Project 01

Ensemble Q-Q and GLM

Module 2
Labs
Author

Aaron Xu (ax16)

Published

November 10, 2023

using Dates
using MultivariateStats
using Plots
using NCDatasets
using StatsBase
using Unitful
using DataFrames
using Distributions
using StatsPlots
using Turing
using DynamicHMC

1 Exectuive Summary

In this project, my objective was to model hourly precipitation at a single location given the total precipitation of that day. There are many ways to approach this problem. I opted to explore the capability of generalized linear models. Initially, I created a GLM that related the hourly temperature to the hourly precipitation. Then I created a GLM that related the hourly temperature and the hourly change in temperature to the hourly precipitation. The precipitation could then be estimated provided there is data on temperature. If there are concerns about the correlational support between temperature and precipitation, they are valid, because model performance was laughably bad. Quantile-Quanitle plots between training data and model output showed no clear trends. However, if daily total precipitation were used as a limit for model output, Q-Q correlation may improve by about a factor of 10.

1.1 GLM Specifics

I assumed that the distribution of hourly precipitation for annual observation period could be described by a log-normal curve. Given this assumption, the intensity of hourly precipitation can be described using two paramters, \(\mu\) the mean and \(\sigma\) is the standard deviation. I estimated these parameters using these equations.

\[\mu_i = \alpha+\beta x_i \] {#eq-a}

\[\sigma_i = | \gamma+\chi x_i |\] {#eq-b}

Note that I have chosen to use the identity link function for equation ?@eq-a and a non-cononical absolute value for ?@eq-b. The idenity link function was chosen as \(\mu \in (-\infty,\infty)\) and, the absolute value function was chosen as \(\sigma \in (0,\infty)\).

1.2 Using Observed Daily Total Precipitation as a Boundary Condition

If I sampled from a distribution for \(y_i(x_i |\theta)\) twentyfour times, the sum would not be guarranteed to stay within the observed daily precipitation for that time period. To prevent overestimating daily precipitation, I reject any sample of the distribution of \(y_i(x_i|\theta)\) that put the total daily precipitation above the corresponding observation.

2 Data Import

If you can see the following heatmaps, that means the data was succesfully imported. Since I am only downscaling temporally, I do not need the entire grid. I have choosen to use the time series at -84 degrees east and 33 degrees north.

######

• Written task 1: Find each line in the entries below that contains the string "goat", and copy those lines. Case matters when matching.

• Records shown:

######

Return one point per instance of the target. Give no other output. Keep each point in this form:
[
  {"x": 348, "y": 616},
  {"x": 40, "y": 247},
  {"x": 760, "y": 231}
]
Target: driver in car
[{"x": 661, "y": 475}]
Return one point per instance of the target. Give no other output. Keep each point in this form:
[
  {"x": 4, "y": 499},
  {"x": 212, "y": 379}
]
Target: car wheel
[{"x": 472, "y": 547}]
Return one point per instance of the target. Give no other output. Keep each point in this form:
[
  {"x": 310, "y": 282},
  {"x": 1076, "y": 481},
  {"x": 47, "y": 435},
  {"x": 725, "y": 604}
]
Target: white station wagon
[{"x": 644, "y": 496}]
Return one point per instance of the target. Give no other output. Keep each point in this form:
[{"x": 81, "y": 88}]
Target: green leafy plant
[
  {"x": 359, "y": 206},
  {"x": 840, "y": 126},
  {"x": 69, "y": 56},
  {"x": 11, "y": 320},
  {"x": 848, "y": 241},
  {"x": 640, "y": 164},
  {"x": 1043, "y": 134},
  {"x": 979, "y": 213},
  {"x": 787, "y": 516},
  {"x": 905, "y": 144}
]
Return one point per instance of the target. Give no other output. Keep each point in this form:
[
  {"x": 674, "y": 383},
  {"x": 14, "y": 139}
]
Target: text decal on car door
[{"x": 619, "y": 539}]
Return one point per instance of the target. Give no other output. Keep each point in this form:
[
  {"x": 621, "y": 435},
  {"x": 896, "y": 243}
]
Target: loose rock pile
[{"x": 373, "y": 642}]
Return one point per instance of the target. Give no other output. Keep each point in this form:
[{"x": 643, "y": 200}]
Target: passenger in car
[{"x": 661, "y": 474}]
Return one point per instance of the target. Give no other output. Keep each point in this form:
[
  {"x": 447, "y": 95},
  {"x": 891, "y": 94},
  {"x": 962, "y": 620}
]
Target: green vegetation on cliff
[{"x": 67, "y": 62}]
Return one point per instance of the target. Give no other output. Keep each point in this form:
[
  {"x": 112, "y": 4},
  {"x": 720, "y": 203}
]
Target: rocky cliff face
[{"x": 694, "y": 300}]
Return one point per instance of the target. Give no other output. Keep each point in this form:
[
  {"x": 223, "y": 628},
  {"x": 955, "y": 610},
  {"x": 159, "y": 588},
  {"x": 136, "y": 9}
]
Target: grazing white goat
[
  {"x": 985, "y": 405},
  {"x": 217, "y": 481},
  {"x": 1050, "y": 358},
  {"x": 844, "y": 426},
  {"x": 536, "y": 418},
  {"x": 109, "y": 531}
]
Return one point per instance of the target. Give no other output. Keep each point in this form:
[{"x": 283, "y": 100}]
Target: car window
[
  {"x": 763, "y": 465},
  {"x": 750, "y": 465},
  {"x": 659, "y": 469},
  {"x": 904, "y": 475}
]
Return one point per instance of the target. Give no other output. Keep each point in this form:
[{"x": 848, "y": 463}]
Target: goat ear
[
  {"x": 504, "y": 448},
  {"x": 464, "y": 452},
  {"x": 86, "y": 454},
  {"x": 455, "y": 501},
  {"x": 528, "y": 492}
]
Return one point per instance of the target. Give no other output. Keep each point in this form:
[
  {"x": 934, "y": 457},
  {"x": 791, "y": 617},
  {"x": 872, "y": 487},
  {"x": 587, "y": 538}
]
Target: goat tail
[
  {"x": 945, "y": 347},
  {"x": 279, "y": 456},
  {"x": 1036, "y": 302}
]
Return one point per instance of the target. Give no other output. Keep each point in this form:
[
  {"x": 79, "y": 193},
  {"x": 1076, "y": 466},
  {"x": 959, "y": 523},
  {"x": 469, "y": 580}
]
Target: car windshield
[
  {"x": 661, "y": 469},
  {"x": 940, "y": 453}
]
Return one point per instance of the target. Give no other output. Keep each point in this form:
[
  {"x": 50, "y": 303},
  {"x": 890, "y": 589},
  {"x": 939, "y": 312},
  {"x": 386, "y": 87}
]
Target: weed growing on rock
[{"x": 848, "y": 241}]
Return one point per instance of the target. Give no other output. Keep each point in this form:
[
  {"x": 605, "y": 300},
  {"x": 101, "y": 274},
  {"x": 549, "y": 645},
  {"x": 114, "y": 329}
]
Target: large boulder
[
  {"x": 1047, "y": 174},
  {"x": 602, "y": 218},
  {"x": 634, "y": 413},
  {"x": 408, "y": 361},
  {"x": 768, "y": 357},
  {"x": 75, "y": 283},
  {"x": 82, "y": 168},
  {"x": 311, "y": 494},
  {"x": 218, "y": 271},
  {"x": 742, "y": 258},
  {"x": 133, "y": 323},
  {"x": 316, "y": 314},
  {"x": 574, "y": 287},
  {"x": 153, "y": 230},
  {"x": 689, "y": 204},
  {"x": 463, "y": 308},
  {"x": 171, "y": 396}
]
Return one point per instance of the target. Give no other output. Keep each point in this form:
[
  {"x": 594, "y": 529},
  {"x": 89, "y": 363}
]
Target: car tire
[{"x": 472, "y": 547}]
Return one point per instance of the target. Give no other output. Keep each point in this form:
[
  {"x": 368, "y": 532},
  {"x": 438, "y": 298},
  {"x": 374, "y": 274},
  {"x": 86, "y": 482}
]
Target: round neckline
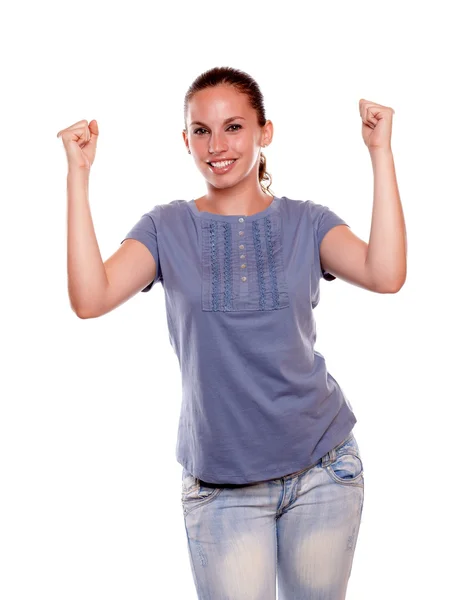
[{"x": 233, "y": 218}]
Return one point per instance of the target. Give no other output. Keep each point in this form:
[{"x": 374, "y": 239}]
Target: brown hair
[{"x": 243, "y": 83}]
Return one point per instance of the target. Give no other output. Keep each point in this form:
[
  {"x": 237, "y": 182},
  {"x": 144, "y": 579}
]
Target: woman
[{"x": 272, "y": 479}]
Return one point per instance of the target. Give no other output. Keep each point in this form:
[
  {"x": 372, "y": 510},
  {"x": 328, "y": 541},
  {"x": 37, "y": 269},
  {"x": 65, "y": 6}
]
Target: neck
[{"x": 234, "y": 200}]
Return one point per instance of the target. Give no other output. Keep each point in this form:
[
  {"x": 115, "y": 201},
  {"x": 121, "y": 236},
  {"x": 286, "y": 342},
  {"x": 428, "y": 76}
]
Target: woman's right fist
[{"x": 80, "y": 143}]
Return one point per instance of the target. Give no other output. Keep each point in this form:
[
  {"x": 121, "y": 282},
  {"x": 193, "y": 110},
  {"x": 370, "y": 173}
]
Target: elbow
[
  {"x": 392, "y": 288},
  {"x": 82, "y": 313}
]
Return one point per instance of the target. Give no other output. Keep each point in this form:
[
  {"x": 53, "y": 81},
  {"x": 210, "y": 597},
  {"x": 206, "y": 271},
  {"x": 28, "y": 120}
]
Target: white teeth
[{"x": 224, "y": 163}]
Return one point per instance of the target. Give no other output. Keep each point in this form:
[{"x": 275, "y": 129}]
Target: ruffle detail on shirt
[{"x": 223, "y": 288}]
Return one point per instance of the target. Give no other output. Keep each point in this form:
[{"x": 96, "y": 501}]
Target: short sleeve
[
  {"x": 325, "y": 219},
  {"x": 145, "y": 231}
]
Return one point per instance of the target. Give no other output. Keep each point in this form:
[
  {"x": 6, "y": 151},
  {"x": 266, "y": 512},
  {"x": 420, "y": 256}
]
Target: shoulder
[
  {"x": 304, "y": 210},
  {"x": 162, "y": 213}
]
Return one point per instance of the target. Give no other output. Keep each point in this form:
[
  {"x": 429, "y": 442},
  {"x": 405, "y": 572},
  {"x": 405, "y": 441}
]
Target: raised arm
[{"x": 96, "y": 287}]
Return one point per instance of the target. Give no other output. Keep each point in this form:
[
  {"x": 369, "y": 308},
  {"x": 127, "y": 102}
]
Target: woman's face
[{"x": 221, "y": 127}]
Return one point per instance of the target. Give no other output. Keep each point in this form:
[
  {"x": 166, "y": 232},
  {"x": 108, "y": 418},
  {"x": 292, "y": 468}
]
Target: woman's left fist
[{"x": 376, "y": 124}]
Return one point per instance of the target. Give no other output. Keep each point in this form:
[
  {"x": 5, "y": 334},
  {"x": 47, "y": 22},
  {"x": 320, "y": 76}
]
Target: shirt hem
[{"x": 278, "y": 472}]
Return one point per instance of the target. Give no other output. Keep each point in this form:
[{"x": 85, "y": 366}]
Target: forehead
[{"x": 215, "y": 104}]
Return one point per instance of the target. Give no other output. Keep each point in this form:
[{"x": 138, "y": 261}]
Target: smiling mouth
[{"x": 222, "y": 163}]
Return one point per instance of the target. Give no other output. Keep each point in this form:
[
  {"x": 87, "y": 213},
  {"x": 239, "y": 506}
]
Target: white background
[{"x": 90, "y": 502}]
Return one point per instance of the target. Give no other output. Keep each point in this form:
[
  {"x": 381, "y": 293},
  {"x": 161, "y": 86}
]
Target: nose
[{"x": 217, "y": 144}]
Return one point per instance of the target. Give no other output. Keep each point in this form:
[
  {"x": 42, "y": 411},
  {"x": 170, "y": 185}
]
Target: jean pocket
[
  {"x": 195, "y": 493},
  {"x": 347, "y": 466}
]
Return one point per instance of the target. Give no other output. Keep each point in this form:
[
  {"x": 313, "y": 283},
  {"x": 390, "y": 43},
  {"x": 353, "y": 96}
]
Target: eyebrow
[{"x": 225, "y": 122}]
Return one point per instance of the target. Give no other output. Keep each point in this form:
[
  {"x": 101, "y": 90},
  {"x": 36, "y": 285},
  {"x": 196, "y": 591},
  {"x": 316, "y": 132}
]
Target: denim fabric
[{"x": 298, "y": 532}]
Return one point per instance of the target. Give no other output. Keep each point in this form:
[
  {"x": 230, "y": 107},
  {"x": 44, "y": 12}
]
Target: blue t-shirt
[{"x": 257, "y": 400}]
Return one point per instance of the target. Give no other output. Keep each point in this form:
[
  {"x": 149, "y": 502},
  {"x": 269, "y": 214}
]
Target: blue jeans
[{"x": 301, "y": 528}]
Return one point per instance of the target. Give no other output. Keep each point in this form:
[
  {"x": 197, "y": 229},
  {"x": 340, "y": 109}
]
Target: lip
[{"x": 222, "y": 170}]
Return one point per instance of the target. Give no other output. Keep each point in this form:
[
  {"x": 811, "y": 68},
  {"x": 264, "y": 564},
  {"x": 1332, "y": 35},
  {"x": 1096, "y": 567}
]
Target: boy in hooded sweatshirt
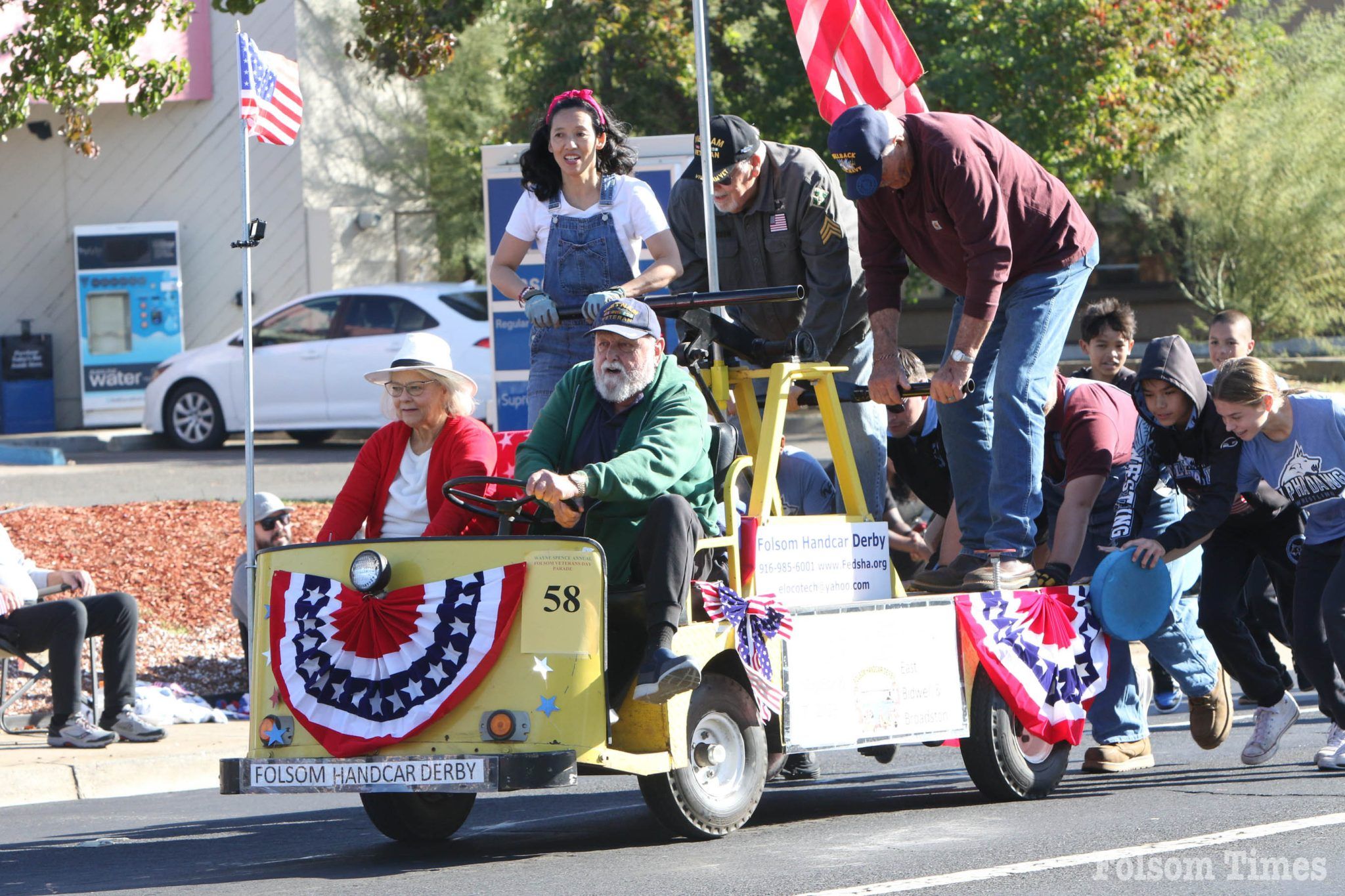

######

• Written task 2: Output the portion of the precipitation modeling text above from "If you can see" to "33 degrees north.", reproduced word for word.

• Complete response 1:
Target: grazing white goat
Target: goat ear
Target: goat tail

• Complete response 2:
If you can see the following heatmaps, that means the data was succesfully imported. Since I am only downscaling temporally, I do not need the entire grid. I have choosen to use the time series at -84 degrees east and 33 degrees north.